▶ _Task to carry out_: In the Alzheimer's research text below, condense the paragraph beginning "Dr. Tanzi plans to test" into a short bulleted list that keeps its main facts.

▶ _Supplied text_:
########

Changes to tau protein usually accompany what is believed to the final stage of the destruction of a brain cell.
Strong tau protein is often compared to railroad tracks, speeding the passage of sustenance for the brain. Degraded tau protein looks a little like wrecked railroad tracks, no longer capable of sending substances where they need to go. Brain cells eventually starve, and those that do not starve lose their connections to the rest of the brain.
Five Thousand Possible Cures Now Testable
This new method of observing brain cells does not provide a way to track interaction of brain proteins with the immune system (yet), but it does allow researchers to measure the effects of medications on this part of the pathology of the disease. Even better, it allows researchers to evaluate the potential of new drugs in just a matter of months, compared to a year for each drug tested in mice, and 20 years or more of observing humans diagnosed with the disease.
Dr. Tanzi plans to test 1,200 Alzheimer's disease treatments already on the market, and up to 5,000 more potential treatments over the next few years. Dr. Sam Gandy of the Icahn School of Medicine at Mount Sinai in New York told a New York Times reporter that the new method is “a real game changer” and “a paradigm shifter," and added, “I’m really enthusiastic to take a crack at this in my lab.”
So, Is a Breakthrough Treatment Coming Soon?

########

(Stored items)

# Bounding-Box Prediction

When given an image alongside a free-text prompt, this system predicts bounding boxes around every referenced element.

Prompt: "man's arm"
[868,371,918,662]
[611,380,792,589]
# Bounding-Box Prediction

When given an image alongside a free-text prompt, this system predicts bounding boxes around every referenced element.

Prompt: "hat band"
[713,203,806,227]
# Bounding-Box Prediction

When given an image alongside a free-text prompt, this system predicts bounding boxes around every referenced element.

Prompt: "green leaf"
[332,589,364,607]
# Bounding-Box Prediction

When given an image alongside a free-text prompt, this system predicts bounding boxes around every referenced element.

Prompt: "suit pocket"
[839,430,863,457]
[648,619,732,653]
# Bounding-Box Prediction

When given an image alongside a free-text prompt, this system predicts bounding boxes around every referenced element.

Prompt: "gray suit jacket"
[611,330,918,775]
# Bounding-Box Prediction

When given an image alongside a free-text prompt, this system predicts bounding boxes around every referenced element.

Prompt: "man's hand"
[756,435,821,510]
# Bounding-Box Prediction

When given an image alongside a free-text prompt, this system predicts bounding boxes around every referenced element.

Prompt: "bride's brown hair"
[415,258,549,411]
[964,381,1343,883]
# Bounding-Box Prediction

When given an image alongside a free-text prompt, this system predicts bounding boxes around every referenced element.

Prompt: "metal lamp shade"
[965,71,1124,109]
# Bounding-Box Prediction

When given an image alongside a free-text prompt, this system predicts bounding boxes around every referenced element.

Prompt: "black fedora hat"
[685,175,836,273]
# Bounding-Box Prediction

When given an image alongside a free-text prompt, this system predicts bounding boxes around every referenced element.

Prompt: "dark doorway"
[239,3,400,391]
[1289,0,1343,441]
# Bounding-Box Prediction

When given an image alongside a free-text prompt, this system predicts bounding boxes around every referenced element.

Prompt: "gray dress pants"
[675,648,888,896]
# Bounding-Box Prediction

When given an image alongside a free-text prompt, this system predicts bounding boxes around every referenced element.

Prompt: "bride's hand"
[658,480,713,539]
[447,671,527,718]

########

▶ _Reply_:
- Dr. Tanzi plans to test 1,200 Alzheimer's disease treatments already on the market.
- He also plans to test up to 5,000 more potential treatments over the next few years.
- Dr. Sam Gandy of the Icahn School of Medicine at Mount Sinai in New York told a New York Times reporter the method is "a real game changer" and "a paradigm shifter."
- Gandy said he is eager to try it in his own lab.